# Task brief:
Please reproduce the data exactly, though every picture must stay out.

Records contained in a dataset
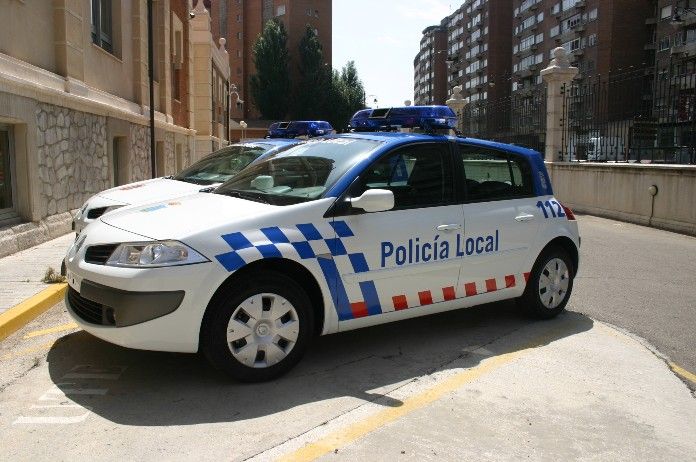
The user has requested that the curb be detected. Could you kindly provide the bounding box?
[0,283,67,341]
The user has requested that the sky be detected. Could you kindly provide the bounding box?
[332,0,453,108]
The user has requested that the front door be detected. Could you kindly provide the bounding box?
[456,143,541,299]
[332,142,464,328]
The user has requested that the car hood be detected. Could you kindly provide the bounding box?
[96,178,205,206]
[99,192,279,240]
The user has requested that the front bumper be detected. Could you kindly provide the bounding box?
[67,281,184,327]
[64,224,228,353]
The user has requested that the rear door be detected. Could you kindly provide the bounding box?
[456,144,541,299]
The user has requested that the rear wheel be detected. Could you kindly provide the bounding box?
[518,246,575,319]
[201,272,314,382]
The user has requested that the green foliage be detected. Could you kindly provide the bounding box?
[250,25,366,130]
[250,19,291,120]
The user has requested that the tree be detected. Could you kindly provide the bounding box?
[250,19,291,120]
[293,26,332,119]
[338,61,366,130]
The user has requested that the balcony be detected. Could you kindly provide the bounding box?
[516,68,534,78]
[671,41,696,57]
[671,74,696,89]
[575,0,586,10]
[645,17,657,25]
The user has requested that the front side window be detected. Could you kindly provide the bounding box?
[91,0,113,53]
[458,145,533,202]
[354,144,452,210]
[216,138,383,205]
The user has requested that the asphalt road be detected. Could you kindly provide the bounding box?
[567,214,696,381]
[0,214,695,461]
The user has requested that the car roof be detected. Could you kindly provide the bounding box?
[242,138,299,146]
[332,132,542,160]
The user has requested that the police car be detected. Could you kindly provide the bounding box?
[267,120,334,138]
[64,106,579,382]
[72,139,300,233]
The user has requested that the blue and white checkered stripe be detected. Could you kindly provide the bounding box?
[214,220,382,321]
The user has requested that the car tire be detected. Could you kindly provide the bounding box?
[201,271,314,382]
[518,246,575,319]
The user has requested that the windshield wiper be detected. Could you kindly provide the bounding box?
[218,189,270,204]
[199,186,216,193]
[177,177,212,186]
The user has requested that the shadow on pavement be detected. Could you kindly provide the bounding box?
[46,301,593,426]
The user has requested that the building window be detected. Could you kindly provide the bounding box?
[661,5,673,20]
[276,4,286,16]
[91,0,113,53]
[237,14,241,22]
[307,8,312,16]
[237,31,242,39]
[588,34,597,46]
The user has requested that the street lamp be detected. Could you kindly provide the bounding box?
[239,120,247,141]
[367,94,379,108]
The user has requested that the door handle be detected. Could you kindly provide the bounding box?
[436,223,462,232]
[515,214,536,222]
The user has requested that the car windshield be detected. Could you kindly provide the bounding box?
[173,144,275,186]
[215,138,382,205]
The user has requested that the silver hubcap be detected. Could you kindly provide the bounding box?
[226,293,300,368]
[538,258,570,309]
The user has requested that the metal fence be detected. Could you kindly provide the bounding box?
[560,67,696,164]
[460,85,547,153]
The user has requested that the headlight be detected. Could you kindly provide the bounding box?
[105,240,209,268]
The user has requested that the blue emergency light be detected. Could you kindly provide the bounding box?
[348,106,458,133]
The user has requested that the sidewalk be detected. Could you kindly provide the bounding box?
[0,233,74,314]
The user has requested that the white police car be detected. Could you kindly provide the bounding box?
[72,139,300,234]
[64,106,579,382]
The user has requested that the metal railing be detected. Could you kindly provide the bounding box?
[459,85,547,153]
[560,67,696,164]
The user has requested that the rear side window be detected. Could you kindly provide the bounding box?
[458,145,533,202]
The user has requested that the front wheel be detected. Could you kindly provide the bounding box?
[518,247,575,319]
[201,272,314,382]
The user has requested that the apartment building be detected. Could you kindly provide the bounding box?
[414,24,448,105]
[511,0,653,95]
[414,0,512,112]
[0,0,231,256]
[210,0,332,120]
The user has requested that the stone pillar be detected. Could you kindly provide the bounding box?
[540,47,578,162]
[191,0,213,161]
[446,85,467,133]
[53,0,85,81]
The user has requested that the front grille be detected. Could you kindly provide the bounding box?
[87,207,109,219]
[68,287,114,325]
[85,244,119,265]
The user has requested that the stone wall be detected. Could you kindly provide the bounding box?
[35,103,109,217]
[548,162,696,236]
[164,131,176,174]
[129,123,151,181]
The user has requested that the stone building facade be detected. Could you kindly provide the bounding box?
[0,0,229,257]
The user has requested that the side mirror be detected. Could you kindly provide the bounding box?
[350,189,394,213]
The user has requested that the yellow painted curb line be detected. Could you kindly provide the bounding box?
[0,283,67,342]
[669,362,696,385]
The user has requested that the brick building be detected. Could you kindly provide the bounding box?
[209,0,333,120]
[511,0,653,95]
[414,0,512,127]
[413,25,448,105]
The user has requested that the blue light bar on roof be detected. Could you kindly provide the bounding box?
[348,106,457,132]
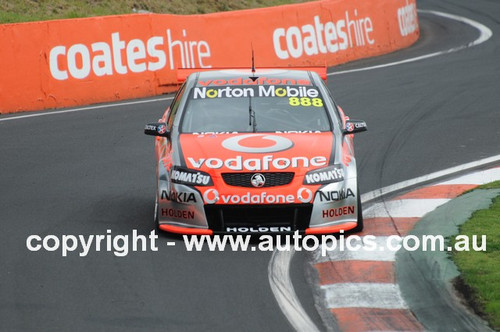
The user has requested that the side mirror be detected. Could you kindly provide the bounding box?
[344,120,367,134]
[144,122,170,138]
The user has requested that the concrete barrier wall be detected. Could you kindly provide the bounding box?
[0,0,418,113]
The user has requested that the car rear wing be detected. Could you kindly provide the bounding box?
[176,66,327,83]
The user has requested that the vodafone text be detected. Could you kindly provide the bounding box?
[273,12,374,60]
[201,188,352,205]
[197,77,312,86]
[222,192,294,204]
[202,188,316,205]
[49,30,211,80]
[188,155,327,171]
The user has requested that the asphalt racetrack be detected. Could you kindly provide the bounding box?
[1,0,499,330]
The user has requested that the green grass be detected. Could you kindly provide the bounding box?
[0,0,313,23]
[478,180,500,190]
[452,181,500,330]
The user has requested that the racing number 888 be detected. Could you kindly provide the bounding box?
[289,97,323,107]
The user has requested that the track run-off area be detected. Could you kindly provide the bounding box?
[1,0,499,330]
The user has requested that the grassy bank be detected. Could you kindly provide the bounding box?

# Expected answer:
The user has requested that the curb be detected. Could you kindly provide the bounding box?
[0,283,67,341]
The user has requested that the sky be detected. Could you kindly provide the bounding box?
[332,0,453,108]
The user has requested that the front door be detected. Could you kindly provide the bounding box?
[456,143,541,299]
[332,142,464,328]
The user has requested that the car hood be detected. Could you kindly provide the bounding box?
[96,178,205,206]
[99,192,279,240]
The user has requested that the front bumper be detected. Could you kindly provide the bounding box?
[67,281,184,327]
[64,224,228,353]
The user has requested that the rear door be detected. Could you kindly provide the bounding box?
[456,144,541,299]
The user has requested that the rear wheel be detected. Could you kindly provide the bounding box?
[518,246,575,319]
[201,272,314,382]
The user has requested that the green foliage be detected. Could you kindly provide the bounding box?
[250,25,366,130]
[250,19,291,120]
The user has requested that the tree be detected. Could you kindly provide the bounding box?
[250,19,291,120]
[293,26,332,119]
[338,61,366,130]
The user has requested that the balcony be detected. Could you kindly provide the bounding box?
[516,68,534,78]
[671,41,696,57]
[671,74,696,89]
[575,0,586,10]
[645,17,657,25]
The user has requested that the front side window be detected. Could you kindly provide the bounding box?
[91,0,113,53]
[458,145,533,202]
[354,144,452,210]
[216,138,383,205]
The user has requested that the asphalt road be detected. Could you kindly provide the bounding box?
[567,214,696,381]
[0,214,695,461]
The user has requested that the car roof be detected. Could you kindly provide the bounding box?
[242,138,299,146]
[332,132,542,160]
The user has requested that the police car be detected. Could you kindly provide the bounding box?
[267,120,334,138]
[64,106,579,382]
[72,139,300,233]
The user has requested that the blue and white checkered stripe be detected. Could you kindly provide the bounding box?
[214,220,382,321]
The user has requested that the car tire be detected. Could you kindly provide the bounding box?
[201,271,314,382]
[518,246,575,319]
The user has requested that the windshield wiper be detected. Could you kindly provide the bounding box?
[218,189,270,204]
[199,186,216,193]
[177,177,212,186]
The user has requested that the shadow on pavement be detected. Could you kindly provide the bounding box?
[46,301,593,426]
The user has requested that the building window be detected. Could you kindly provide the bounding box?
[661,5,673,20]
[276,4,286,16]
[91,0,113,53]
[237,14,241,22]
[307,8,312,16]
[237,31,242,39]
[588,34,597,46]
The user has requested that the street lamp be detected. Could you kindly provide the bounding box?
[239,120,247,141]
[367,94,379,108]
The user has requested that the door handle be detected. Could you kindly provide the bounding box?
[436,223,462,232]
[515,214,536,222]
The user has requested that the car windshield be detected. Could you kindly provide the bounding box?
[173,144,275,186]
[215,138,382,205]
The user has requested that the silver hubcap be detected. Could you kindly provide the bounding box?
[226,293,300,368]
[538,258,570,309]
The user has requested that the metal fence be detected. Could you kindly provide the bounding box?
[560,67,696,164]
[460,85,547,153]
The user has requested that the headlight be detected. Could you kindly provide the bounding box?
[105,240,209,268]
The user has requested that the blue emergency light be detected. Could you kindly provide the bounding box?
[348,106,458,133]
The user has requested that the sidewalk be detected. Could you kindly provide the bounding box?
[0,233,74,314]
The user has requested that the white police car be detected. Could you kindly provide the bounding box?
[72,139,300,234]
[64,106,579,382]
The user has requested that the metal railing be detected. Could you kindly provide the bounding box?
[459,85,547,153]
[560,67,696,164]
The user has requested that the rear side window be detected. Could you kindly provide the bounding box?
[458,145,533,202]
The user has requested that the front wheel be detected. Could you kindly provide the bounding box?
[518,247,575,319]
[201,272,314,382]
The user has requested that the apartment building be detected. Could you kindly provide the bounding box?
[414,24,448,105]
[511,0,653,95]
[414,0,512,112]
[0,0,231,256]
[210,0,332,120]
The user has requested that the stone pillar be detected. Could you kindly provide the bounding box?
[540,47,578,162]
[191,0,213,161]
[446,85,467,133]
[53,0,85,81]
The user has requested that the front grille be detected. Could you kindly provide the bounding box?
[87,207,109,219]
[68,287,114,325]
[85,244,119,265]
The user has requested that the stone wall be detected. Could you kindly provide the bounding box?
[35,103,109,217]
[548,162,696,236]
[164,131,176,174]
[129,123,151,181]
The user has requested that the stone building facade be detected. Could you kindly provide the bounding box?
[0,0,229,257]
The user has requested that the side mirror be detected. Could you kindly provide the bounding box?
[350,189,394,213]
The user has requested that the yellow painted curb line be detected. Could you kindly provide the bounding box?
[0,283,67,342]
[669,362,696,385]
The user has requested that the brick building be detected. Could you kindly provide the bounding box?
[209,0,333,120]
[511,0,653,95]
[414,0,512,127]
[413,25,448,105]
The user has requested that the blue light bar on roof be detected. Could you kindly provide the bounding box?
[348,106,457,132]
The user has requested that the side mirror be detected. Could you kindly provide the bounding box?
[344,120,367,134]
[144,122,170,138]
The user has requested that the concrete barrier wall be detected. Could you kindly provide the bounding box?
[0,0,418,113]
The user has requested that the car rear wing be detected. Could you kindly provide the bounding box?
[176,66,327,83]
The user has requested that the vodafone text be detected. Could you kindly provide the bounding box?
[273,12,374,60]
[201,188,352,205]
[197,77,312,86]
[222,192,294,204]
[202,188,316,205]
[49,30,211,80]
[188,155,327,171]
The user has requested that the asphalt racetrack be detected. Could you kindly provide the bounding box?
[1,0,499,330]
The user has requested that the green grass be detected. Could you kindly provide the bounding box?
[0,0,313,23]
[478,180,500,190]
[452,181,500,330]
The user has requested that the racing number 888 be detected. Could you kindly provide the bounding box?
[289,97,323,107]
The user has requested that the track run-off area be detected. Could you kindly provide the bounding box?
[1,0,499,330]
The user has requested that the grassy bank be detected. Could you kindly provide the bounding box?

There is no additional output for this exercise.